Dataset lines about object locations
***
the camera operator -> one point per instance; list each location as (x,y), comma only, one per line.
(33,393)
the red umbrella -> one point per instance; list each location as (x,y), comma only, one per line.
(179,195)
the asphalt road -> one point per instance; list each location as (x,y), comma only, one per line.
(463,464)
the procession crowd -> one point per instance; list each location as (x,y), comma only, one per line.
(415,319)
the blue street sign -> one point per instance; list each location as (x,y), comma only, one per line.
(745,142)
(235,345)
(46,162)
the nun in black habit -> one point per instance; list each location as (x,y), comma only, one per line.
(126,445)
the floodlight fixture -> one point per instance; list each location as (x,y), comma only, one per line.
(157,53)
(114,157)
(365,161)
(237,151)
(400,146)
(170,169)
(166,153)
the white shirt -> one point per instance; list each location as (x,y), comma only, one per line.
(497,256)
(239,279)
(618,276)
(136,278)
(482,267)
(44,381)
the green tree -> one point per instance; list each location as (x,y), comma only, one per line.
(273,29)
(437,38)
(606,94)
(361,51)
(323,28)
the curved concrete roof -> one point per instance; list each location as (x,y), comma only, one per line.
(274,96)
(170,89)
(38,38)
***
* _SET TASK_: Write out the lines from the one containing "the curved concrete" through the final line, both included, reproducing each one character for character.

* _THE COMPLETED TASK_:
the curved concrete roof -> one point per instance; list each location as (x,y), comma only, one per line.
(274,96)
(170,89)
(38,38)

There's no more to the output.